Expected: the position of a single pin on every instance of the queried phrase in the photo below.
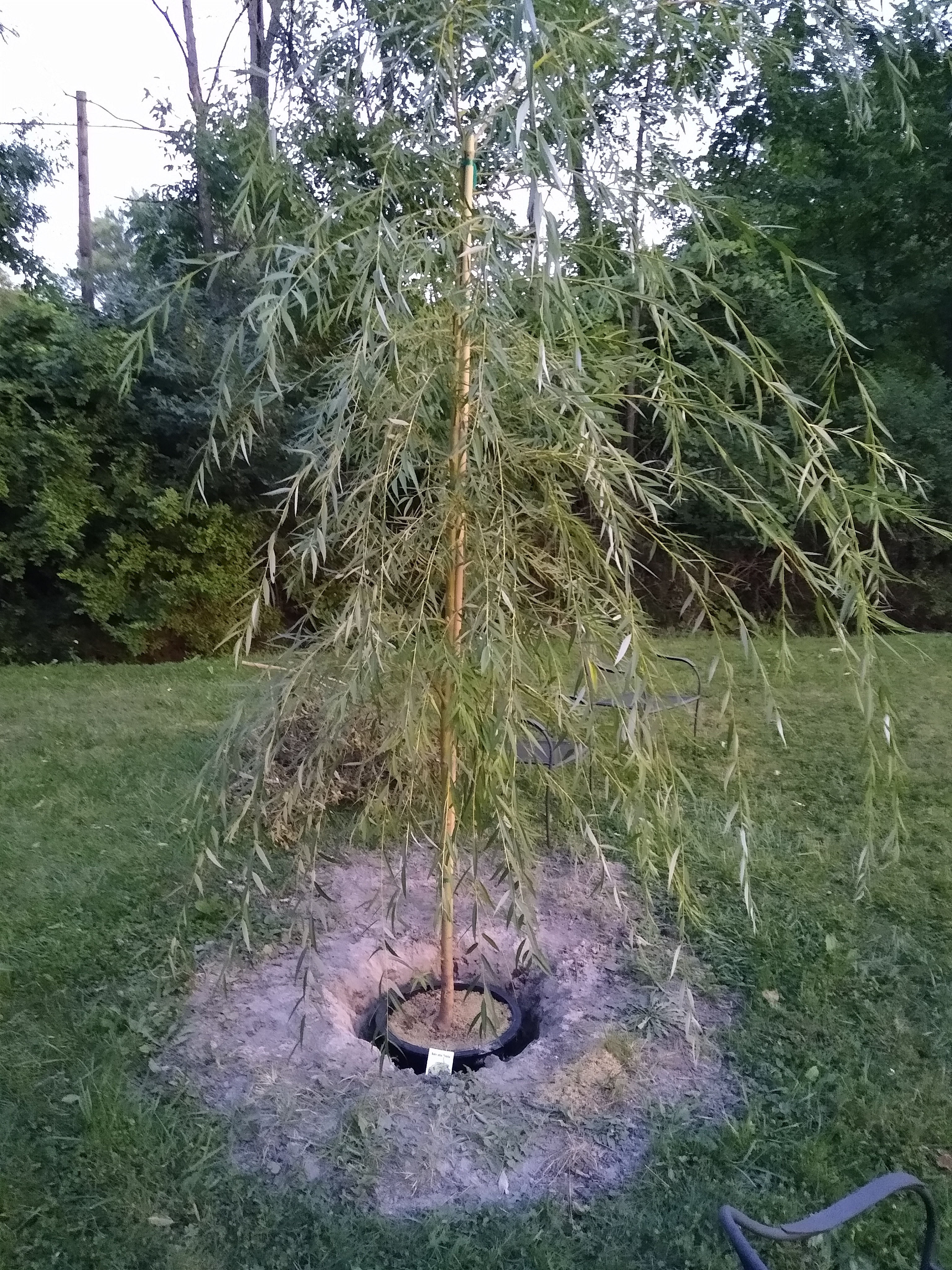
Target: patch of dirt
(417, 1020)
(588, 1086)
(568, 1117)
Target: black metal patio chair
(653, 703)
(554, 752)
(846, 1210)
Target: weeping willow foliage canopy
(505, 394)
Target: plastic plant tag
(440, 1061)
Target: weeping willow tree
(505, 392)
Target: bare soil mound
(568, 1117)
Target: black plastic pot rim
(474, 1056)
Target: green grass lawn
(846, 1077)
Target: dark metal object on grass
(846, 1210)
(652, 703)
(550, 752)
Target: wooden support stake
(455, 596)
(86, 228)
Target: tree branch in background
(172, 29)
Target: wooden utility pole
(456, 578)
(86, 239)
(201, 109)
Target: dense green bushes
(99, 552)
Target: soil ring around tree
(614, 1042)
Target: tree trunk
(200, 107)
(632, 412)
(261, 46)
(455, 606)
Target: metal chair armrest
(829, 1219)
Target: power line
(124, 127)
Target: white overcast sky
(115, 50)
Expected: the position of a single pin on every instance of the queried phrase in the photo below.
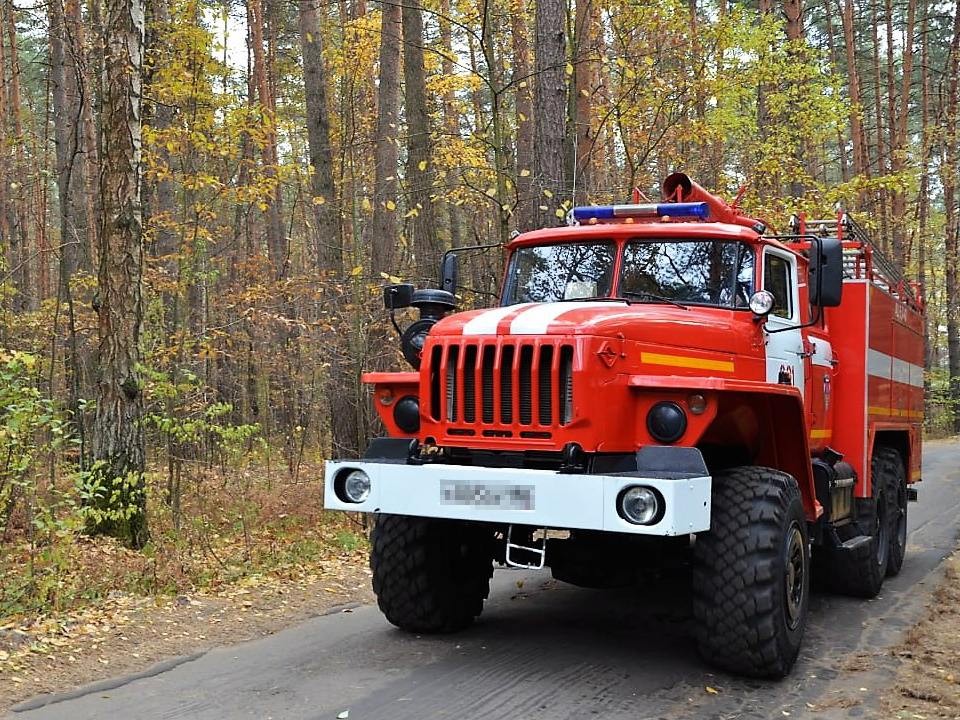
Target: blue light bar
(609, 212)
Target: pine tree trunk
(585, 36)
(861, 162)
(326, 209)
(421, 228)
(948, 176)
(381, 233)
(550, 110)
(31, 292)
(451, 120)
(277, 245)
(522, 83)
(117, 476)
(832, 49)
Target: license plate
(508, 497)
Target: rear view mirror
(397, 296)
(449, 271)
(826, 272)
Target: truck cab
(658, 379)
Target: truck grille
(500, 385)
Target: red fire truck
(659, 380)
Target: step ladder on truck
(659, 381)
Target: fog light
(640, 505)
(354, 486)
(666, 422)
(406, 413)
(697, 403)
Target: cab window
(777, 280)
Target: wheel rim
(795, 576)
(882, 531)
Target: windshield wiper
(643, 295)
(594, 298)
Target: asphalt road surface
(544, 650)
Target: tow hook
(513, 549)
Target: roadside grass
(242, 526)
(927, 683)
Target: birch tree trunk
(421, 228)
(116, 482)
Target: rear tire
(430, 575)
(895, 477)
(751, 578)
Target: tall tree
(382, 232)
(326, 213)
(861, 162)
(550, 109)
(277, 245)
(117, 476)
(949, 170)
(421, 229)
(585, 77)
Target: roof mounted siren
(679, 188)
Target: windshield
(703, 272)
(571, 271)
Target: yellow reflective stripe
(686, 361)
(895, 412)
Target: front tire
(751, 577)
(430, 575)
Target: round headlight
(666, 422)
(406, 413)
(414, 338)
(761, 302)
(640, 505)
(356, 486)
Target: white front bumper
(541, 498)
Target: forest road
(545, 650)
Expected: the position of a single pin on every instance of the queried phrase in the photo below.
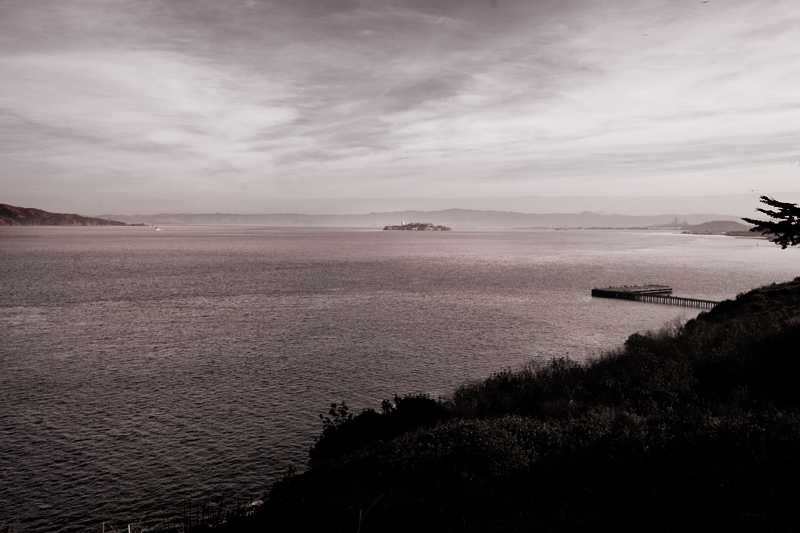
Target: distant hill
(718, 226)
(28, 216)
(455, 218)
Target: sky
(252, 106)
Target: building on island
(417, 226)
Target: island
(417, 226)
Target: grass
(693, 426)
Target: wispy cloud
(394, 98)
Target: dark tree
(786, 227)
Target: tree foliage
(785, 228)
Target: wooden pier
(657, 294)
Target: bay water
(140, 370)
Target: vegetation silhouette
(693, 426)
(786, 228)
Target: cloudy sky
(146, 106)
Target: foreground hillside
(693, 426)
(28, 216)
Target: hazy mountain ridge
(28, 216)
(448, 217)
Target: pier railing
(641, 296)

···

### BRIEF
Rewrite every line of the material starting at the line containing "Target: black metal patio chair" and ending at the line containing "(474, 1056)". Keep each line in place, but shift every coordinate in the answers by -74.

### SOLVED PROBLEM
Target: black metal patio chair
(579, 629)
(480, 678)
(772, 1136)
Target: weeping willow foliage canopy
(431, 320)
Target: plastic plant tag
(366, 987)
Target: weeping willow tree
(431, 318)
Target: bare soil mound
(494, 1043)
Target: black plastic pot rim
(400, 982)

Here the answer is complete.